Work task 1: Copy, word for word, the part of the passage on Kathleen Finneran's memoir that starts at "In a book that" and ends at "family home’s backyard.".
Work task 2: Using the passage on Kathleen Finneran's memoir, decide whether each statement agrees with it, and answer yes or no with the deciding words quoted. (a) The Tender Land came out in 2000. (b) The memoir follows a family of eight. (c) The writer of the passage has visited the backyard it describes.
Work task 3:
Answer these questions from the passage on Kathleen Finneran's memoir.
(a) What lands on the birdbath in the opening scene?
(b) What is the name of Finneran's youngest brother?
(c) What did Finneran's mother do in the backyard?

Extract to read:
◇ ◇ ◇ ◇ ◇ ◇ ◇
In the middle of winter a red cardinal lands on a birdbath. It sits, jumps onto a kitchen windowsill and flies away. A suburban backyard just north of St. Louis, Missouri. Such is the opening scene, and the near-constant backdrop, of Kathleen Finneran’s piercing 2000 family memoir, The Tender Land

In a book that traverses the faith and formation of a family of six and ultimately centers around the death of her youngest brother, Sean, Finneran takes us through the winding suburban streets and cracked brick houses of her North County suburb. Occasionally we depart the space: to her late brother’s bike rides along the Alton River Road, her days in claustrophobic Catholic schools and under the dull fluorescents of strip mall stores. But the place that she most frequently returns is exactly where the book begins: her family home’s backyard. 

It’s the spot of her mother’s seasonal sunbathing. It’s where Finneran witnesses her youngest siblings’ summer campouts, where she, in a paralleled childhood decades before, lay clouded by night with her eldest sister. 

In the years following her teenage brother’s death, it is where she stumbles to. Anything to break the undulations of grief. “I went out in the backyard,” Finneran writes, “and stood in the snow, everything so white around me — the house, the ground, the trees, the fence.” In easier times, the snowy landscape is a simple escape. “From my window,” Finneran describes her youngest siblings, “I watched the two of them falling backwards, flapping their arms and legs, standing up to admire their creation and falling down again.” 

I should say, I’ve never been to this yard. The closest I may come is unknowingly passing it by on my frequent loops through the city. But rarely has writing on a page so convinced me of its familiarity.
◇ ◇ ◇ ◇ ◇ ◇ ◇
Entries provided:

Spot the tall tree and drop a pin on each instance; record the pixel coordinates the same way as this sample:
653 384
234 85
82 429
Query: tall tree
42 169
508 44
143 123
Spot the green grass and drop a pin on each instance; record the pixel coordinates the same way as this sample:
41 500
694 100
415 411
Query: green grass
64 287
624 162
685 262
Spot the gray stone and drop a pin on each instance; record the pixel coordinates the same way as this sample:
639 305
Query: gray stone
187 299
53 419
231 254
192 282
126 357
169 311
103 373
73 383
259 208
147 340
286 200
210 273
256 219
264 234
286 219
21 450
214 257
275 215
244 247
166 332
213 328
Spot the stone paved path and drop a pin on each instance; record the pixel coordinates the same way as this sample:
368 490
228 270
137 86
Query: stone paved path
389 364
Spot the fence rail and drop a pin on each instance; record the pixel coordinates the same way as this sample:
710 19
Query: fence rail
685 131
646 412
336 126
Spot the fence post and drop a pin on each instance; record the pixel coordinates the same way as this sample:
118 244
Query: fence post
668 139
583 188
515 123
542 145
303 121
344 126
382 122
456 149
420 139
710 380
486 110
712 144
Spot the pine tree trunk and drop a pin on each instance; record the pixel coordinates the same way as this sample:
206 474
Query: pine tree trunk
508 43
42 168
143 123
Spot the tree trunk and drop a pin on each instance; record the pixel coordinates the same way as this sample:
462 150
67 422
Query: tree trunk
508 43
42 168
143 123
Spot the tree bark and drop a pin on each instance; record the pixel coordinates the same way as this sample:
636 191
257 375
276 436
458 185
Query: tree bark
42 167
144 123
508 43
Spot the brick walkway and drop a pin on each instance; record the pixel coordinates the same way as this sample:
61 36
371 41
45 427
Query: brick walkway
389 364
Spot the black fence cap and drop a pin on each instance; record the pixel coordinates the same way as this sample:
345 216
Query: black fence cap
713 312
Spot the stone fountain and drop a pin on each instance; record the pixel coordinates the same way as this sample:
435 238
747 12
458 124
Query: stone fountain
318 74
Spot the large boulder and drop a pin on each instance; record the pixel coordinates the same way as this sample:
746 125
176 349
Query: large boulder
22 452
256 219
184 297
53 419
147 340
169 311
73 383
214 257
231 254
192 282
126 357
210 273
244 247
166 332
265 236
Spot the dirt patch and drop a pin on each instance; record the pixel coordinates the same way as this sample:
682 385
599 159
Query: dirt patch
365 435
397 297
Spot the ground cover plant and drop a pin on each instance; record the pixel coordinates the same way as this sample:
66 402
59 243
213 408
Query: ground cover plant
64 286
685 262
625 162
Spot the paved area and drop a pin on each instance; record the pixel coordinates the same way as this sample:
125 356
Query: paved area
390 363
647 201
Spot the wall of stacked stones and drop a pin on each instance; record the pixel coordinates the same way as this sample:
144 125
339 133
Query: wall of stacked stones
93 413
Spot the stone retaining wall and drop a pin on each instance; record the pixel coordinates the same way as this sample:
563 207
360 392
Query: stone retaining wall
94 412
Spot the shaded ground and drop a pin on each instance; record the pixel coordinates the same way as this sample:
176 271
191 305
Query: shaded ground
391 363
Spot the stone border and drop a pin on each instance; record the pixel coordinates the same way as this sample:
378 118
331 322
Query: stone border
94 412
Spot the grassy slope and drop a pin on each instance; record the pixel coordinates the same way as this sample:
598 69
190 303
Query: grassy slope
◇ ◇ ◇ ◇ ◇ ◇ ◇
Task solution 1:
In a book that traverses the faith and formation of a family of six and ultimately centers around the death of her youngest brother, Sean, Finneran takes us through the winding suburban streets and cracked brick houses of her North County suburb. Occasionally we depart the space: to her late brother’s bike rides along the Alton River Road, her days in claustrophobic Catholic schools and under the dull fluorescents of strip mall stores. But the place that she most frequently returns is exactly where the book begins: her family home’s backyard.

Task solution 2:
(a) Yes: "Kathleen Finneran’s piercing 2000 family memoir, The Tender Land"
(b) No: "a family of six"
(c) No: "I’ve never been to this yard."

Task solution 3:
(a) A red cardinal.
(b) Sean.
(c) Her seasonal sunbathing.